▶ **THE EXERCISE**: The line containing "point: framed picture" marks the start; return it and every line after it in the listing below, exactly, through the last.

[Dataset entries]
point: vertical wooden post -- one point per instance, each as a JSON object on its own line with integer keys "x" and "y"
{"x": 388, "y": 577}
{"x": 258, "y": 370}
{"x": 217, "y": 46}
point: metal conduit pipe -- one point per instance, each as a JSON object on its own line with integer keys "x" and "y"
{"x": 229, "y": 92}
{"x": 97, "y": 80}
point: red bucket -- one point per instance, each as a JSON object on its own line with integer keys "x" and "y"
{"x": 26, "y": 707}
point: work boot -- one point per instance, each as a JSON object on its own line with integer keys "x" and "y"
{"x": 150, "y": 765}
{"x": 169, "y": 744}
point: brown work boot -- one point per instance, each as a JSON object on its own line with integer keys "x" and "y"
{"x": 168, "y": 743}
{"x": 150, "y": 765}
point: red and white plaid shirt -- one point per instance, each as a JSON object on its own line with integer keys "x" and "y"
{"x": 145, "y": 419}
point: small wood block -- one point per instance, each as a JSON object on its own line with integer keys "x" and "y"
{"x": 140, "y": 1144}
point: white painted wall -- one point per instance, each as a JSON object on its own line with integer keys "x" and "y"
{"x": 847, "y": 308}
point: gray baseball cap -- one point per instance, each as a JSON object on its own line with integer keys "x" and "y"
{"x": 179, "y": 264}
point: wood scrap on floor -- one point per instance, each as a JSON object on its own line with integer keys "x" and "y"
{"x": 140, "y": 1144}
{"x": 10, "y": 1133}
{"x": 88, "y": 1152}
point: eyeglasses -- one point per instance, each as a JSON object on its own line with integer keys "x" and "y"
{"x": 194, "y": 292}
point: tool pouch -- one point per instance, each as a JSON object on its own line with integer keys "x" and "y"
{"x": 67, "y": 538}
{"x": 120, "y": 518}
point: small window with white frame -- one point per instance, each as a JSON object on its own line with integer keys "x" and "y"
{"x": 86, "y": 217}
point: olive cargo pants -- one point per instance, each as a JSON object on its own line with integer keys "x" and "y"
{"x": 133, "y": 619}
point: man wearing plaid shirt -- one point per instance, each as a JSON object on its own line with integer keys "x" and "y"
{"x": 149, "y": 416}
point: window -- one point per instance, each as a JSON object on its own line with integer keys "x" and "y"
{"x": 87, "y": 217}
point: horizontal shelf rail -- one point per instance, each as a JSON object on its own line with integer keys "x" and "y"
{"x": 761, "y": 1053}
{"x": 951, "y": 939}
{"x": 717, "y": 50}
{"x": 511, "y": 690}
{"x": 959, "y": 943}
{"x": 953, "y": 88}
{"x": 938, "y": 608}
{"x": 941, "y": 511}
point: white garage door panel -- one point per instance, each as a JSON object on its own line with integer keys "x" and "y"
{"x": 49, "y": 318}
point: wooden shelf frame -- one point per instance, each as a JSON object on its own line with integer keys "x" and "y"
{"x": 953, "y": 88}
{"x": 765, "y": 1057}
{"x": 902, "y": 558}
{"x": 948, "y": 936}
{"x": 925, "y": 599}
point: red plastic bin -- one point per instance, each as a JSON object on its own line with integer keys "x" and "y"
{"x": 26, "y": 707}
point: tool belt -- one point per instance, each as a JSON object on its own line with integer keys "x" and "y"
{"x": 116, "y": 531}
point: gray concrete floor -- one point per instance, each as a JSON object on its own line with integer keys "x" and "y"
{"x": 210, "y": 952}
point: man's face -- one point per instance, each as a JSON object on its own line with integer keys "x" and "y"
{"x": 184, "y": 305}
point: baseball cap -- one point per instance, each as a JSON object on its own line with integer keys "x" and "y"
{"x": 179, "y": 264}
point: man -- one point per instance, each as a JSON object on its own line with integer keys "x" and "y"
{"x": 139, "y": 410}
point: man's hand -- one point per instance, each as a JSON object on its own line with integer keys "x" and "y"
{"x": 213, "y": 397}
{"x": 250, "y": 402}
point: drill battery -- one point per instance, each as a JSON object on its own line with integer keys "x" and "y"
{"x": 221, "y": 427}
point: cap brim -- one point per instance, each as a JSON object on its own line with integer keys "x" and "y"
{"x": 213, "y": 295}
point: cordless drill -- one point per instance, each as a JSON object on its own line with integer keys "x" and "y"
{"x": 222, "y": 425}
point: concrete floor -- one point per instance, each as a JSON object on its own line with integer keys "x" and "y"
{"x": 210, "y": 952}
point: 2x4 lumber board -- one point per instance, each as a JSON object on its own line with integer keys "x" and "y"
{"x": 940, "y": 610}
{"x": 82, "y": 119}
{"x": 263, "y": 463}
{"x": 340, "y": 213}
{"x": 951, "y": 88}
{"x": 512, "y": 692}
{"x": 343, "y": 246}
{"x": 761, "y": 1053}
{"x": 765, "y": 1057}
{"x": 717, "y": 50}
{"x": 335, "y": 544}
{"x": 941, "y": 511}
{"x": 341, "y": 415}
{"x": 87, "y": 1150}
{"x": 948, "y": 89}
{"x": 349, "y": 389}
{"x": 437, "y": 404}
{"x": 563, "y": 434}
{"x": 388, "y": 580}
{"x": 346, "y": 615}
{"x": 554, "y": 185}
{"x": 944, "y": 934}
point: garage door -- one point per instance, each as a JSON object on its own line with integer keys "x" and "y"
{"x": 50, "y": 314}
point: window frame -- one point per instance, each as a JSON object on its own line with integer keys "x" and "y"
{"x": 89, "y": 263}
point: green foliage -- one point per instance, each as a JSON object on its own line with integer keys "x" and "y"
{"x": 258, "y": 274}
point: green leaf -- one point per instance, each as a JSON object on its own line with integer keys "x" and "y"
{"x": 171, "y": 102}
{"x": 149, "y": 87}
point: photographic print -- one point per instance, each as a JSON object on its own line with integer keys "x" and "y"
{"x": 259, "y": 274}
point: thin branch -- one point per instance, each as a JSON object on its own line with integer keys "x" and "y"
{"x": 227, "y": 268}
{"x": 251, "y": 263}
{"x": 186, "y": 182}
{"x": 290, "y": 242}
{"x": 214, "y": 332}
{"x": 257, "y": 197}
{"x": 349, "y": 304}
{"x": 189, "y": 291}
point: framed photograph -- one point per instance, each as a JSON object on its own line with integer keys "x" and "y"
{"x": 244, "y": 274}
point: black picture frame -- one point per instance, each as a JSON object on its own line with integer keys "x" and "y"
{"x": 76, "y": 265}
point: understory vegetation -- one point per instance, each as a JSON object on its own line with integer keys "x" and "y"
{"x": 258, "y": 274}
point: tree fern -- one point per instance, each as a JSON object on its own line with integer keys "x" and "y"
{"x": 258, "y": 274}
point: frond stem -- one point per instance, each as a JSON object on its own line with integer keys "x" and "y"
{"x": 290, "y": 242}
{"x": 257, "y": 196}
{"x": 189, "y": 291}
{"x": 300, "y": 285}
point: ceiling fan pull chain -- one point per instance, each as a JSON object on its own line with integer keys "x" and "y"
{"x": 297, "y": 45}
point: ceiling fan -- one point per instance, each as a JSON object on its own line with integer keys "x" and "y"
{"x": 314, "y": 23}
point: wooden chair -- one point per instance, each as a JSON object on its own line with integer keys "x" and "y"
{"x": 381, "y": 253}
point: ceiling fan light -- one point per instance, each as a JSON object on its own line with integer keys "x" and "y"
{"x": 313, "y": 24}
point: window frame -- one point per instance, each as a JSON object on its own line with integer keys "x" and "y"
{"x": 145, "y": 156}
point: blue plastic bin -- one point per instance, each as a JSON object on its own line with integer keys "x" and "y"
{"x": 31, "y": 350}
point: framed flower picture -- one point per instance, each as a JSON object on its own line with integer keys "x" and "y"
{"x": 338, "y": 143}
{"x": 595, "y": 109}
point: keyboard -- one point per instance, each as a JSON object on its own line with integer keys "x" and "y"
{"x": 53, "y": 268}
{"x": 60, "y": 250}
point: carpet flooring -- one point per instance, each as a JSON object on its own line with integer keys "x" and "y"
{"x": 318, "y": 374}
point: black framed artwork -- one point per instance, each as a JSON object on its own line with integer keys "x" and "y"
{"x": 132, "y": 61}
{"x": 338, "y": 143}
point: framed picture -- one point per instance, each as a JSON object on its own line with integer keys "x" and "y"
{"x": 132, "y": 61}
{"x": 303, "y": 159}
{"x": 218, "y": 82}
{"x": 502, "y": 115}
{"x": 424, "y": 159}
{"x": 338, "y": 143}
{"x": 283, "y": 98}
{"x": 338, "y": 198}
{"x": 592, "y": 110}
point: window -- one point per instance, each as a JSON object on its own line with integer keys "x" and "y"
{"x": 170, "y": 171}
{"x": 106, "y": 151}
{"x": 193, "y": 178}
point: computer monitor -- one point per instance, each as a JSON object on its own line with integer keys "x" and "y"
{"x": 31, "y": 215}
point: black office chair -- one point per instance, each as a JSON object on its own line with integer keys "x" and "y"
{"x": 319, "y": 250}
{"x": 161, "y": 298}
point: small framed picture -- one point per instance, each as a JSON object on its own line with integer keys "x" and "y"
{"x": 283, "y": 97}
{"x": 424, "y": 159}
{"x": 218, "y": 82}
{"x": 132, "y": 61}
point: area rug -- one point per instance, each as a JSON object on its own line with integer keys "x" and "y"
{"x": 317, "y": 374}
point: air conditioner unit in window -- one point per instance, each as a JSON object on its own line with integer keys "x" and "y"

▶ **OUTPUT OF THE TASK**:
point: framed picture -- one point per instance, each as a JSON object on its own line with integer keys "x" and "y"
{"x": 132, "y": 61}
{"x": 303, "y": 159}
{"x": 218, "y": 82}
{"x": 502, "y": 115}
{"x": 424, "y": 159}
{"x": 338, "y": 143}
{"x": 283, "y": 98}
{"x": 338, "y": 198}
{"x": 592, "y": 110}
point: window -- one point per instance, each as a JSON object on its own line with integer keys "x" and "y"
{"x": 170, "y": 171}
{"x": 106, "y": 151}
{"x": 193, "y": 178}
point: computer monitor -- one point per instance, each as a JSON object on its own line with integer keys "x" and "y"
{"x": 31, "y": 215}
point: black office chair -- one point per instance, each as a JSON object on its own line with integer keys "x" and "y"
{"x": 319, "y": 250}
{"x": 161, "y": 298}
point: small framed picture -- one point per instance, each as a JSON object on its own line with integer keys "x" and "y"
{"x": 283, "y": 97}
{"x": 424, "y": 159}
{"x": 218, "y": 82}
{"x": 132, "y": 61}
point: area rug -- one point per instance, each as a JSON object on its own line with integer keys "x" and "y"
{"x": 317, "y": 374}
point: air conditioner unit in window -- one point per instance, each as a JSON object on its own line with integer keys "x" and "y"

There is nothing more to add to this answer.